The specific procedures of RFA were as follows: (i) the general information of the patients was mastered preoperatively, and fasting and injection of 50 mg pethidine were made. (ii) The basic condition of the tumor was judged according to imaging examination, and the patient's proper lying position was set, so that the focus was closest to the point of entry; it was important to not to pass through the air tube, blood vessel, and other human structures. (iii) With both arms upward, markers were used to locate the puncture area, and a uniform rate of breathing was maintained. Then, it rotated 200° at a speed of 20°/s for scanning. The puncture point was selected according to the mass condition, the surgical area was disinfected, local anesthesia (2% lidocaine) was performed on the skin and chest parietal layer, and the needle was left. (iv) When the needle entered the muscle layer through the anchor point, patients were kept in the state of holding breath. The ablation needle was quickly put down to a certain depth and fixed, and then, the scanning was performed again. It was determined whether the ablation needle was properly located. (v) After it was confirmed that the tip of the ablation needle was in the center of the lesion, the electrode needle was opened and the scanning was performed again to confirm that the electrode needle reached the appropriate position, and then, RFA was performed. (vi) During ablation, the power was 150 W, the temperature slowly rose from 90°C to 103°C, and the time was controlled within 12–23 min. If the tumor was too large, multipoint, multiplanar, and fractional ablations were needed. If the patient felt significant pain during this period, 50 mg pethidine was given. (vi) Scanning was performed again to observe the ablation.

Evaluation of the effect of RFA: (i) complete remission—the tumor disappeared or was smaller than the original 1/4, or there was a cavity in the tumor; (ii) partial remission—the reduction of the tumor's largest diameter was greater than 1/3 of the original size, or the tumor density had changed, showing a tendency of liquidity; (iii) the disease was stable, the largest diameter of the tumor was reduced by less than 1/3 of the original size, or the tumor appeared as a solid; and (iv) the disease progressed. The maximum diameter of the tumor increased by more than 1/5, or the tumor density increased or it invaded adjacent tissues.

2.6. Observation Indexes

The number of nodules detected in the two groups of patients was recorded. The accuracy, misdiagnosis rate, and missed diagnosis rate were calculated. The long diameter, short diameter, maximum area, and volume of the pulmonary nodule detected in the two groups of patients were recorded, analyzed, and compared. DAP (cGy·cm2) of each RFA of the patient was recorded, and the effective dose was calculated, ED=K × DPA, where K=0.14mSv/Gycm2 was the conversion coefficient.

+++

* Exercise requirements:
**1)** In one to three sentences, explain why the patient's lying position was set as it was, according to the ablation passage.
**2)** Give the ablation passage again, starting with "Evaluation of the" and going on through "invaded adjacent tissues.", with "remission" renamed "response".
**3)** Take the ablation passage further, continuing from the point where it stops.
The records that come next have no connection to the ablation passage.

+++

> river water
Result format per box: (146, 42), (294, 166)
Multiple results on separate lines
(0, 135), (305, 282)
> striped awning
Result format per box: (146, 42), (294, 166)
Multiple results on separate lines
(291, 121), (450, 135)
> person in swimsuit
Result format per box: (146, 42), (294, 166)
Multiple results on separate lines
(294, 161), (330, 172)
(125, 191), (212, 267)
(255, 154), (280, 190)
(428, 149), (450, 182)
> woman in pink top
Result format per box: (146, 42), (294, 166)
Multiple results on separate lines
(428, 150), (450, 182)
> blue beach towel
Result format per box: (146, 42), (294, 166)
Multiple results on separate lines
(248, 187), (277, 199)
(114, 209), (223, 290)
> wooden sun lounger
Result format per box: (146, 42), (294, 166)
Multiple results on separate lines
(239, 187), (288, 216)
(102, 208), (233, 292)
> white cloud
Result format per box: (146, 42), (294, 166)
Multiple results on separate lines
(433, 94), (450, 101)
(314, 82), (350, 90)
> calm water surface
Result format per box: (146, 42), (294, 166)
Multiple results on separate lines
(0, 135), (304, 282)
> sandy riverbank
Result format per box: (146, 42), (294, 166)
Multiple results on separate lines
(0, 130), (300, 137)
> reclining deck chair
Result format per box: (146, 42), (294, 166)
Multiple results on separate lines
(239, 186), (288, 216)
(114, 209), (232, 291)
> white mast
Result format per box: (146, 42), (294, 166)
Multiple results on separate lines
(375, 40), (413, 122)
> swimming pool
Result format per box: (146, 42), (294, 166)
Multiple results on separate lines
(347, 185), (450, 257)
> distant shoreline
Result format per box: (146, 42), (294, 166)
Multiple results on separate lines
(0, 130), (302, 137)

+++

* Responses:
**1)** The lying position was chosen so that the focus was closest to the point of entry. The puncture also had to avoid passing through the air tube, blood vessels and other human structures.

**2)**
Evaluation of the effect of RFA: (i) complete response—the tumor disappeared or was smaller than the original 1/4, or there was a cavity in the tumor; (ii) partial response—the reduction of the tumor's largest diameter was greater than 1/3 of the original size, or the tumor density had changed, showing a tendency of liquidity; (iii) the disease was stable, the largest diameter of the tumor was reduced by less than 1/3 of the original size, or the tumor appeared as a solid; and (iv) the disease progressed. The maximum diameter of the tumor increased by more than 1/5, or the tumor density increased or it invaded adjacent tissues.

**3)**
Follow-up was implemented for RFA. The diagnostic criteria for the efficacy of solid tumors were adopted, and the diagnostic efficacy was classified into four types, including complete remission, partial remission, stable disease, and disease progression, as shown in Table 1. CT review time was set at one month, three months, and six months after ablation.

Table 1

Diagnostic criteria for the efficacy of solid tumors.

Clinical efficacy	Nodule size	Nodule density	PET
Complete remission (two)	Lesions disappeared <25% before treatment	Small vacuole formation	Standard uptake value (SUV) <2.5
Partial remission (one)	Maximum diameter reduction ≥30% before treatment	Low-density changes of the lesion, necrosis of the central part	Decreased SUV
Stable disease (one)	Maximum diameter reduction <30% before treatment	Characteristic manifestations of solid tumors, without central necrosis	Unchanged SUV
Disease progression (two)	Maximum diameter increase ≥20% before treatment	Features of solid tumors, invasion of adjacent tissues	Increased SUV

2.7. Statistical Methods

SPSS 22.0 was employed for data statistics and analysis. Mean ± standard deviation () was how measurement data were expressed, and percentage (%) was how count data were expressed. The difference was statistically considerable with P < 0.05.

3. Results

3.1. Simulation Effects of Three Algorithms

Figure 5 shows the loss curves of the three algorithms. The CNN algorithm started to converge at around 34 iterations, and finally, the loss value was 0.1. The U-Net algorithm started to converge at about 20 iterations, and finally, the loss value was 0.7. The convergence speed of the proposed algorithm was obviously much faster than the other two algorithms in the training process, and the final loss value was 0.35.

Figure 5

Loss curves of the three algorithms.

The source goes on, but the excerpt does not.